* **Detection examples**:
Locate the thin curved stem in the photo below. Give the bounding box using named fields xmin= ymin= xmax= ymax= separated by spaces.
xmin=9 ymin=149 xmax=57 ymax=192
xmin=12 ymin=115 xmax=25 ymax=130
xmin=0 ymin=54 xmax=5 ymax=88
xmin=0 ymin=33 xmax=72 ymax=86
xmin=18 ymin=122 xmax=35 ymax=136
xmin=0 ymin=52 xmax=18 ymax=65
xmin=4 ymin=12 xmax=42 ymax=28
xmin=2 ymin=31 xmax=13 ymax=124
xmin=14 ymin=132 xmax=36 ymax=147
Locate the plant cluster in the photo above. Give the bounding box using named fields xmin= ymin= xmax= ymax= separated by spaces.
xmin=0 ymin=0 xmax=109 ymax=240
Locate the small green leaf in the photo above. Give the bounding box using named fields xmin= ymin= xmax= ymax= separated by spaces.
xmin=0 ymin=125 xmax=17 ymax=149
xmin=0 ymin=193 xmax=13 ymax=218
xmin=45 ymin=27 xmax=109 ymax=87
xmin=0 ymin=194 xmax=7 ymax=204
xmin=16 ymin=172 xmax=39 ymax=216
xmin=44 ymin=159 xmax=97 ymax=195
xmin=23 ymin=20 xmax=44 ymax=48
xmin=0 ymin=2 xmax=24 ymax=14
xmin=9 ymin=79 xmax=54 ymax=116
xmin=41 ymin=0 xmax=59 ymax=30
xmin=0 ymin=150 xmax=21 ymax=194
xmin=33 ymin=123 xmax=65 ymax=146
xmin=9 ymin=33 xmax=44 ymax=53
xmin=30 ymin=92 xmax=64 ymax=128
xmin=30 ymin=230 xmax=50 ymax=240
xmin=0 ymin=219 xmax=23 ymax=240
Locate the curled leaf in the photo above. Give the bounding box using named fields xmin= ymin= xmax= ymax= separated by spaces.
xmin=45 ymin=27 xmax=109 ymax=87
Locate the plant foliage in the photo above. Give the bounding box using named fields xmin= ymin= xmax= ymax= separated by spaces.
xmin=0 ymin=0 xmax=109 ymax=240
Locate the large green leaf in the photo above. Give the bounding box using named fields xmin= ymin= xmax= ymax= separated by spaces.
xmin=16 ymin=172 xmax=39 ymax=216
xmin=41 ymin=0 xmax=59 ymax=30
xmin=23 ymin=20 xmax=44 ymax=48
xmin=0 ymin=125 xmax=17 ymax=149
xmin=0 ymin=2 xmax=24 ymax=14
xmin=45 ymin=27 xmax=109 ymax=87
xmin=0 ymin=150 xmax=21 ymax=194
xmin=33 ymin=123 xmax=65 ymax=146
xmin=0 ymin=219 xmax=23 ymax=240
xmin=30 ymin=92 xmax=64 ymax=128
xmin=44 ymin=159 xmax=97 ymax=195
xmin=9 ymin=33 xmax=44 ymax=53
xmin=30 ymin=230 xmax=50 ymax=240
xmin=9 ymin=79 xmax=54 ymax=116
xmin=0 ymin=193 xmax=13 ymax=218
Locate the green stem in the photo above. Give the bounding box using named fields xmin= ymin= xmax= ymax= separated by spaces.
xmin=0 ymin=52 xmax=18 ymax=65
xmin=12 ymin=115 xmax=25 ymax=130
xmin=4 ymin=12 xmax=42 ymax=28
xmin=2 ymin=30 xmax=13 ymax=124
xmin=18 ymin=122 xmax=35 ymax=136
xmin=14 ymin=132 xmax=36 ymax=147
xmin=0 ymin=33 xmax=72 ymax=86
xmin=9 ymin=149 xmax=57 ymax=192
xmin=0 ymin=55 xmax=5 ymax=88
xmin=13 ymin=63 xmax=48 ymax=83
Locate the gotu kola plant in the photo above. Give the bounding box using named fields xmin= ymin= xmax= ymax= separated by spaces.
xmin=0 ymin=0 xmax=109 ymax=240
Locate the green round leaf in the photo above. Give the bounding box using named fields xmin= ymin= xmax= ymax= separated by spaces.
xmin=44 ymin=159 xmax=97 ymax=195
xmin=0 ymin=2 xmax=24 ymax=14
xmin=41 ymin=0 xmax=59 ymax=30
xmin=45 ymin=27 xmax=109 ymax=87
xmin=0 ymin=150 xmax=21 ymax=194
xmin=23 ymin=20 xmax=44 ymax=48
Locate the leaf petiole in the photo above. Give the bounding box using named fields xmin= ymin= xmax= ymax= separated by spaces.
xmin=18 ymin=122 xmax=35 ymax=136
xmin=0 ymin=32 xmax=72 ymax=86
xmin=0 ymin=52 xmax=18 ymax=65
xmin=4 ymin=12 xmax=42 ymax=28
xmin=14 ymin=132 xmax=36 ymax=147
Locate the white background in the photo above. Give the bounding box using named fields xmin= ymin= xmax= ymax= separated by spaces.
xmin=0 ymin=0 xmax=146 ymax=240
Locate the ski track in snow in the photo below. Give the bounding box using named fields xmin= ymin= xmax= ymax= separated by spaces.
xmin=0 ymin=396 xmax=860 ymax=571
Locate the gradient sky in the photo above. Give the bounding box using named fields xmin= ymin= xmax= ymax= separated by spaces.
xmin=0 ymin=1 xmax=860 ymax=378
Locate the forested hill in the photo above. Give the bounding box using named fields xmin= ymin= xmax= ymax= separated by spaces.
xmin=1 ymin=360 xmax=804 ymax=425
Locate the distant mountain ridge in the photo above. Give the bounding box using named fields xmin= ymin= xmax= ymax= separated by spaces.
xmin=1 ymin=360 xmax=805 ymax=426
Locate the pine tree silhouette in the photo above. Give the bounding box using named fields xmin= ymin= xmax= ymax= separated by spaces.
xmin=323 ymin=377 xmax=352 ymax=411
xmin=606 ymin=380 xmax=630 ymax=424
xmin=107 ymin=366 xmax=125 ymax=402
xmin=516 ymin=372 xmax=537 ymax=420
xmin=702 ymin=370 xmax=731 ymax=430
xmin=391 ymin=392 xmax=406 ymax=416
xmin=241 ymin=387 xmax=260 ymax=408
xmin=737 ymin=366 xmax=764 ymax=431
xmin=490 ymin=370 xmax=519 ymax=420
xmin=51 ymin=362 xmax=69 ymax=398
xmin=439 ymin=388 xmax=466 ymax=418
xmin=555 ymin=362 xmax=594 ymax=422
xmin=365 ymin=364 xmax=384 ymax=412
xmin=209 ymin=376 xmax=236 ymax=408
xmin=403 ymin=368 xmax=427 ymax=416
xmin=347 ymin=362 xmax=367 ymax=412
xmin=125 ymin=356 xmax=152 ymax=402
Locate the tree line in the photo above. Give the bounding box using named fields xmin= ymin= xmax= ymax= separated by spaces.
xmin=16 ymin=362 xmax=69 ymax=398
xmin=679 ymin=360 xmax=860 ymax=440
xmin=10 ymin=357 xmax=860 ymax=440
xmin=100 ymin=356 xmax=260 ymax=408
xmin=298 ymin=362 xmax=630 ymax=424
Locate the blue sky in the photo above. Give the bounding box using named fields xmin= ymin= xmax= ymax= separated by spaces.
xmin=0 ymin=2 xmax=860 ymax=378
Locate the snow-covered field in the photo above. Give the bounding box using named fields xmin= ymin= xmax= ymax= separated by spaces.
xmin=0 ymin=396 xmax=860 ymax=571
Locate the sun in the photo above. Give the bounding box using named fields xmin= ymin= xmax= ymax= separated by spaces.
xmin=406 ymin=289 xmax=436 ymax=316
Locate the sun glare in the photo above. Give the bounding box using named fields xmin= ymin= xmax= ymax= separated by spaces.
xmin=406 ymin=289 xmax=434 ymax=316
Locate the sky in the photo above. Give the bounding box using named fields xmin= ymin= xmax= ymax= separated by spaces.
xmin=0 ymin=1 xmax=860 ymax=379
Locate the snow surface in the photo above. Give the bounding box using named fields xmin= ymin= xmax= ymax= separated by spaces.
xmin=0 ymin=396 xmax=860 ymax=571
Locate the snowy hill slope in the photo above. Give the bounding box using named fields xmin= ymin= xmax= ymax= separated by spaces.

* **TASK DIRECTIONS**: Please copy the lines of the items above verbatim, starting at the line that contains "Locate the leaf" and ending at the line that contains "xmin=0 ymin=0 xmax=146 ymax=240", with both of those lines included.

* **CORRECT ANSWER**:
Locate the leaf petiole in the photo above. Give the bounding box using named fields xmin= ymin= xmax= ymax= separated by spaces.
xmin=18 ymin=122 xmax=35 ymax=136
xmin=0 ymin=32 xmax=72 ymax=86
xmin=0 ymin=52 xmax=18 ymax=65
xmin=4 ymin=12 xmax=42 ymax=28
xmin=14 ymin=132 xmax=36 ymax=147
Locate the white background in the photo above. Give the bounding box using named fields xmin= ymin= xmax= ymax= separated by spaces.
xmin=0 ymin=0 xmax=146 ymax=240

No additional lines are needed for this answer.